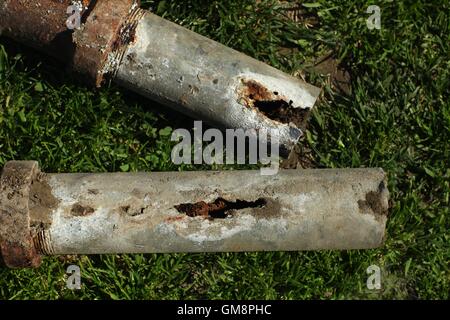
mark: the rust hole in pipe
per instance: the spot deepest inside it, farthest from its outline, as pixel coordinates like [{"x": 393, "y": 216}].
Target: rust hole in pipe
[
  {"x": 374, "y": 201},
  {"x": 219, "y": 209},
  {"x": 272, "y": 104},
  {"x": 79, "y": 210},
  {"x": 133, "y": 212}
]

::::::

### Work required
Word for word, restate each line above, minus its pictures.

### Result for this task
mark: the rust hole in pipe
per instance: the spot deepest inside it, farthest from its outline, as pixel coordinates like [{"x": 393, "y": 216}].
Target: rust hole in pipe
[
  {"x": 374, "y": 201},
  {"x": 219, "y": 209},
  {"x": 272, "y": 104},
  {"x": 79, "y": 210},
  {"x": 133, "y": 212}
]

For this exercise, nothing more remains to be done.